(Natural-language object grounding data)

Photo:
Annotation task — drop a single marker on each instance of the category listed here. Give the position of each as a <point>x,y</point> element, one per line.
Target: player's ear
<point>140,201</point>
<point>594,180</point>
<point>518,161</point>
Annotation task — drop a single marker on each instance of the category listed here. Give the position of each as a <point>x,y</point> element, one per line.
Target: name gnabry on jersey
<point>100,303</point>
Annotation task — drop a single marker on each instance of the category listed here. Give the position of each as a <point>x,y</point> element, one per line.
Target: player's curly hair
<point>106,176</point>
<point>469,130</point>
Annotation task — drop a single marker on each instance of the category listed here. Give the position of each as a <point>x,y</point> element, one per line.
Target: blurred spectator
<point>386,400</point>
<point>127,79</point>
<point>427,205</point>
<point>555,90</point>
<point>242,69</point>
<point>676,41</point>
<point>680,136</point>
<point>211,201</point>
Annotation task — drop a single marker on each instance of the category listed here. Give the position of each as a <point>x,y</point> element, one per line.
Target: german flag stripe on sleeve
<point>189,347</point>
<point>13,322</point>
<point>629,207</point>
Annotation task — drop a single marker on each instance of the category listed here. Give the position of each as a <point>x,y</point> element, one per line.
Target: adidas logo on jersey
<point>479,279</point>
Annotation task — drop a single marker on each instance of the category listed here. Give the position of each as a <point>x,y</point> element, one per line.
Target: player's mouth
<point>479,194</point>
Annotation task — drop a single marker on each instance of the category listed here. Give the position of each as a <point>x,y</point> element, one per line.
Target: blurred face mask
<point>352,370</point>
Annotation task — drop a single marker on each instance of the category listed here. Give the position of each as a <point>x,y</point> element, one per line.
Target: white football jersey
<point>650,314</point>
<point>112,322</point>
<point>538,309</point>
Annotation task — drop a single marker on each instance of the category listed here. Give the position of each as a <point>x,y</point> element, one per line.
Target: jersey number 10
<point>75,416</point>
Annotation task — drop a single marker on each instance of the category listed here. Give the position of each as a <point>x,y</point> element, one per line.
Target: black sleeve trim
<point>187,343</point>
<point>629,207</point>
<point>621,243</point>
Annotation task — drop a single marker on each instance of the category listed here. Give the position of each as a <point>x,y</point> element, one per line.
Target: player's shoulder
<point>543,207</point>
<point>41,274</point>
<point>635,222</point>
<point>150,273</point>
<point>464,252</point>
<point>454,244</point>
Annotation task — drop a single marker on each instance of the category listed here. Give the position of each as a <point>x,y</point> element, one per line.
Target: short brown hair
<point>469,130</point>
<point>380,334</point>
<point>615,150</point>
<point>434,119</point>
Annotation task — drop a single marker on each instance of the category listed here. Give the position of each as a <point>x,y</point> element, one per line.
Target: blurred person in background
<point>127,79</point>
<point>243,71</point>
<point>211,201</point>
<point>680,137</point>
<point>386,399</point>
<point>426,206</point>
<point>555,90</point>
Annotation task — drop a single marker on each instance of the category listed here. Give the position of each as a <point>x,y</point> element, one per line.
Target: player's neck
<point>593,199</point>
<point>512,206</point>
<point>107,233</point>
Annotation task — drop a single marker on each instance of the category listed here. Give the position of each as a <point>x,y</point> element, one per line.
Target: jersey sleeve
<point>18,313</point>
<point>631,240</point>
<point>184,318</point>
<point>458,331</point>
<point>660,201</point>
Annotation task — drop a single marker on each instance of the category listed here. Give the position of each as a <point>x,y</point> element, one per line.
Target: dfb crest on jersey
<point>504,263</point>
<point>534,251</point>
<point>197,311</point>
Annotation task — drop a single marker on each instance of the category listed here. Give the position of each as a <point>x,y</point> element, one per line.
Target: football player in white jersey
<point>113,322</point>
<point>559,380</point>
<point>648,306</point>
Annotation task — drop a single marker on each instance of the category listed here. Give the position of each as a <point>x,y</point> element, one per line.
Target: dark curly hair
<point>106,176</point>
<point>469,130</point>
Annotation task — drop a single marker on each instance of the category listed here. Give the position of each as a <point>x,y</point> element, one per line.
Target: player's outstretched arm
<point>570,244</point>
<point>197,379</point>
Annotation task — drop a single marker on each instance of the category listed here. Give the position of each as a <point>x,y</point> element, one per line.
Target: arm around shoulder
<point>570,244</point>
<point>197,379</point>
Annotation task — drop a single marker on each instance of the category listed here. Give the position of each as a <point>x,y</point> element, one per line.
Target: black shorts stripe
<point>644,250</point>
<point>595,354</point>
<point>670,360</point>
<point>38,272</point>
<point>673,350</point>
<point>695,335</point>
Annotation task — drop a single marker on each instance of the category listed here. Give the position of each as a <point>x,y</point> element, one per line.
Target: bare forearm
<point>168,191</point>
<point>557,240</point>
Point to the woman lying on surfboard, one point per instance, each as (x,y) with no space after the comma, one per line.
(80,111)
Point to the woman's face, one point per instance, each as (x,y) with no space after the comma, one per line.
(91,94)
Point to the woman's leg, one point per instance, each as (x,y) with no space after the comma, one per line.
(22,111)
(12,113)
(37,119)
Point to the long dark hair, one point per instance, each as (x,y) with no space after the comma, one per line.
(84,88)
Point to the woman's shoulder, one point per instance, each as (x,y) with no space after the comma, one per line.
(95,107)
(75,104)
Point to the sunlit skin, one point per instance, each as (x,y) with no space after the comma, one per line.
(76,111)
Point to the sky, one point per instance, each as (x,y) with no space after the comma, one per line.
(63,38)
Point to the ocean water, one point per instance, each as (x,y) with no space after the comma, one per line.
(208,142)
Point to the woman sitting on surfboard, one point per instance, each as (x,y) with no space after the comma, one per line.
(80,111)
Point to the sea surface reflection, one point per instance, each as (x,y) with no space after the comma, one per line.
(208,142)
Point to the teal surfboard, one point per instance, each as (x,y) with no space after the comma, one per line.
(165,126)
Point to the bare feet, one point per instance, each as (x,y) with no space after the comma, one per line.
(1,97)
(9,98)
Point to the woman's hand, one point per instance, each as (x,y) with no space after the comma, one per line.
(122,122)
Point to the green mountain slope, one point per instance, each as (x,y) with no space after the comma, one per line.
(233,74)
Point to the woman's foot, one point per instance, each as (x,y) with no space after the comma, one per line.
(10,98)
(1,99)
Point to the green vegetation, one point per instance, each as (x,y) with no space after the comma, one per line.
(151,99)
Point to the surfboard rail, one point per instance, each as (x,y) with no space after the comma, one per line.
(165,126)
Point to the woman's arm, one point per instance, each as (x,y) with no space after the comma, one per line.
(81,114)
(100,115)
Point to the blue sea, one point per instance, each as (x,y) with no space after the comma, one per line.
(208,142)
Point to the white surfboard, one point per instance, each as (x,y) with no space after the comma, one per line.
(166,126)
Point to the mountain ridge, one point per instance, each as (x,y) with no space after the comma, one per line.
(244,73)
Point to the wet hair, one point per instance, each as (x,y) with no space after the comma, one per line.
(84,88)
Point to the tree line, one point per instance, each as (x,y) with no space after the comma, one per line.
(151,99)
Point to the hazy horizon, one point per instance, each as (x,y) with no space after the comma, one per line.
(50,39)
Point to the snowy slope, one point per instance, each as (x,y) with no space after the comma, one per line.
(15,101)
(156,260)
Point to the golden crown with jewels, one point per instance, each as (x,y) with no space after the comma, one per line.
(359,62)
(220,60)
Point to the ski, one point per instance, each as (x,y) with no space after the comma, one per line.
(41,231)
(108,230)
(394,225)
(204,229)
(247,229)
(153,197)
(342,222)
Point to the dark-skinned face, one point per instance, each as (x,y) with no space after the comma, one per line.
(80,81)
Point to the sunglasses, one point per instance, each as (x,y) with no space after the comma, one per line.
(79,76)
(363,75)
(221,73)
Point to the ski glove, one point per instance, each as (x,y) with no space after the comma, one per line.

* [ACTIVITY] Lines from the one containing "Point to the snowy" to the end of the data are to be printed exactly, including the first and last.

* [FINISHED EXERCISE]
Point to the snowy slope, one point per instance, each as (x,y) with no space after the comma, one per line.
(15,101)
(156,260)
Point to the golden crown with jewels, one point per instance, each as (x,y) with no space after the comma, one per line.
(359,62)
(220,60)
Point to the ski, one point per instance, each as (x,y) with no space after the comma, one per line.
(41,231)
(108,230)
(394,225)
(204,229)
(247,229)
(153,197)
(342,222)
Point to the dark-skinned face, one point per instance, each as (x,y) with no space after the comma, one per line.
(80,81)
Point to the sunglasses, one point per instance, each as (x,y) with no space after the comma, one per line.
(79,76)
(363,75)
(221,73)
Point to the ski glove, one point per instance, each as (x,y) with no space after the comma, one per line.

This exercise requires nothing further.